begin Dataset

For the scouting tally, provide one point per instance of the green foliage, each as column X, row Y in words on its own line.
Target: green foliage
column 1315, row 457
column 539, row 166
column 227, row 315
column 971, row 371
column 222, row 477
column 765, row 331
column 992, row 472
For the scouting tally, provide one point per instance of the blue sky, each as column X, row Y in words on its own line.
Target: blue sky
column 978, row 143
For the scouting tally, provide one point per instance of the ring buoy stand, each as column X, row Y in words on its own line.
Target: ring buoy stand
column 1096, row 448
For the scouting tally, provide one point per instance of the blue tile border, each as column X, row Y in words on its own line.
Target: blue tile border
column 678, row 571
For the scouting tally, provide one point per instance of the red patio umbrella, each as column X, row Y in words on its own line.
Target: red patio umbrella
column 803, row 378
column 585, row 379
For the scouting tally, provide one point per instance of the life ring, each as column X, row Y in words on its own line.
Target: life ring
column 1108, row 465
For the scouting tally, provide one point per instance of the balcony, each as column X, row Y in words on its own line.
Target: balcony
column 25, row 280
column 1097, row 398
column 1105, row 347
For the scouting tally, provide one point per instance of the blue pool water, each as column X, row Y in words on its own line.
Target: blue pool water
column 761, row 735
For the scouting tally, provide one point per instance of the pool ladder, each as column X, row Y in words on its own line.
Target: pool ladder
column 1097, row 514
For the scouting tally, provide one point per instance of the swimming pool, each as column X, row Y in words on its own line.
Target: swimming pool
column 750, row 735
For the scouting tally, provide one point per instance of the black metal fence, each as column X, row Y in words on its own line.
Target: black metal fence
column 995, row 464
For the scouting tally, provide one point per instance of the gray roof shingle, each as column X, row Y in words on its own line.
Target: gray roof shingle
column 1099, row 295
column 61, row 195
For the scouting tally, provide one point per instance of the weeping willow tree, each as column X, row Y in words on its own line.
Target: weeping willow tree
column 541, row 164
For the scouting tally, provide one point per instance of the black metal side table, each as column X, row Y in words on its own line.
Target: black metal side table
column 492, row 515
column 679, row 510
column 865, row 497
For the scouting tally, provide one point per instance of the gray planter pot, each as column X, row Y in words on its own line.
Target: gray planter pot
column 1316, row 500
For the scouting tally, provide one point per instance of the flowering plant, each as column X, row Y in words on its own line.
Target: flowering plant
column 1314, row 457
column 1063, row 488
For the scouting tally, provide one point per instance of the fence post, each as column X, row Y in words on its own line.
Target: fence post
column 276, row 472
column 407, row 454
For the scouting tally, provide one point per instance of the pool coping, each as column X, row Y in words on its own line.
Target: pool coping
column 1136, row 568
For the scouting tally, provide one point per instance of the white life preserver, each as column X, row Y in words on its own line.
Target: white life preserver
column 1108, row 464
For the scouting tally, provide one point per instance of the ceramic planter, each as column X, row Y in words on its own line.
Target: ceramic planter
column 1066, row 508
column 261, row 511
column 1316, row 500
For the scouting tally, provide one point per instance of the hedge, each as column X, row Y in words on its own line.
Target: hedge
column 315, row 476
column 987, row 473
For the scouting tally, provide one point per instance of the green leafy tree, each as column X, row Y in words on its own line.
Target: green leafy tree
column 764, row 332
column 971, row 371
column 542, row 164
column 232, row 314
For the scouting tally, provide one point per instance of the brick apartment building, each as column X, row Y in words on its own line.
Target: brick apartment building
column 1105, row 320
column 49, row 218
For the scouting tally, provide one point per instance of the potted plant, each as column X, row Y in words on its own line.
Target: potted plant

end Dataset

▶ Your instructions: Reproduce the material above word for word, line for line.

▶ Result of this task:
For the scouting tally, provide one point per instance of the green foliage, each as column X, row Y in words on its own line.
Target: green foliage
column 1315, row 457
column 539, row 166
column 227, row 315
column 971, row 371
column 222, row 477
column 765, row 331
column 992, row 472
For the scouting tally, provide one point per instance of the blue sky, each as column X, row Y in words on its own line.
Target: blue sky
column 978, row 143
For the scouting tally, provide one point per instance of the ring buoy stand, each as column X, row Y in words on its own line.
Target: ring buoy stand
column 1096, row 448
For the scouting tally, provide one point per instance of the blue tile border, each as column X, row Y in words on its own line.
Target: blue tile border
column 678, row 571
For the scouting tally, provide one point per instance of the red patio umbrella, each as column X, row Y in words on its own line.
Target: red patio umbrella
column 803, row 378
column 585, row 379
For the scouting tally, provide one point per instance of the life ring, each as column X, row Y in words on its own line.
Target: life ring
column 1108, row 465
For the scouting tally, provide one point per instance of the balcony, each as column X, row Y in words on its own line.
Target: balcony
column 25, row 280
column 1097, row 398
column 1105, row 347
For the scouting tally, provide one point per instance of the blue pool water, each as column X, row Y in words on its own line.
Target: blue pool water
column 761, row 735
For the scouting tally, provide one point per instance of the pool ladder, each as column X, row Y in words on its own line.
Target: pool ladder
column 1097, row 514
For the scouting tally, provide one point per instance of the swimming pool, each as column X, row Y in words on its own line.
Target: swimming pool
column 750, row 735
For the scouting tally, provide one point per instance of the black metal fence, each as column X, row Y in words on its own line.
Target: black metal fence
column 995, row 464
For the scouting tally, provide one point per instance of the gray roof shingle, each as column X, row Y in words on its own line.
Target: gray roof shingle
column 1099, row 295
column 61, row 195
For the scouting tally, provide one point per instance of the weeping willow tree, each as column X, row Y in words on its own line.
Target: weeping willow tree
column 541, row 164
For the scouting tally, provide one point per instance of the black metal side table, each as column X, row Y in words on its own line.
Target: black metal side table
column 492, row 515
column 679, row 510
column 865, row 497
For the scouting tally, provide one point per instance of the gray planter pot, each as column X, row Y in words on its own line.
Target: gray planter pot
column 1316, row 500
For the scouting tally, provide one point per instance of the flowering plant, each as column X, row Y in words on its own line.
Target: flowering plant
column 1314, row 457
column 1063, row 488
For the scouting tally, provide one point per instance of the fence post, each as column X, row Y in words on its own line.
Target: fence post
column 276, row 472
column 407, row 454
For the scouting tally, provide one point per instance of the pool coping, each as column X, row Y in words on its own line.
Target: pool coping
column 1136, row 568
For the scouting tally, provide one point per instance of the white life preserver, each as column X, row Y in words on its own line.
Target: white life preserver
column 1108, row 464
For the scouting tally, provide one point per instance of the ceramic planter, each as column X, row Y in words on its own line.
Target: ceramic planter
column 1066, row 508
column 261, row 511
column 1316, row 500
For the scouting tally, provide one point per instance of the hedge, each as column X, row Y in words on its own line.
Target: hedge
column 315, row 476
column 987, row 473
For the scouting tally, provide one point per instance of the green leafy tree, each as column X, row Y in words on its own line.
Target: green leafy tree
column 764, row 332
column 971, row 371
column 542, row 164
column 232, row 314
For the scouting tally, provide one point per instance of the brick apartment building, each as column X, row Y in words on its own line.
Target: brick apartment building
column 1105, row 320
column 49, row 218
For the scouting tally, provide one point per instance of the potted plant, each as column X, row Y in words on its own line.
Target: potted plant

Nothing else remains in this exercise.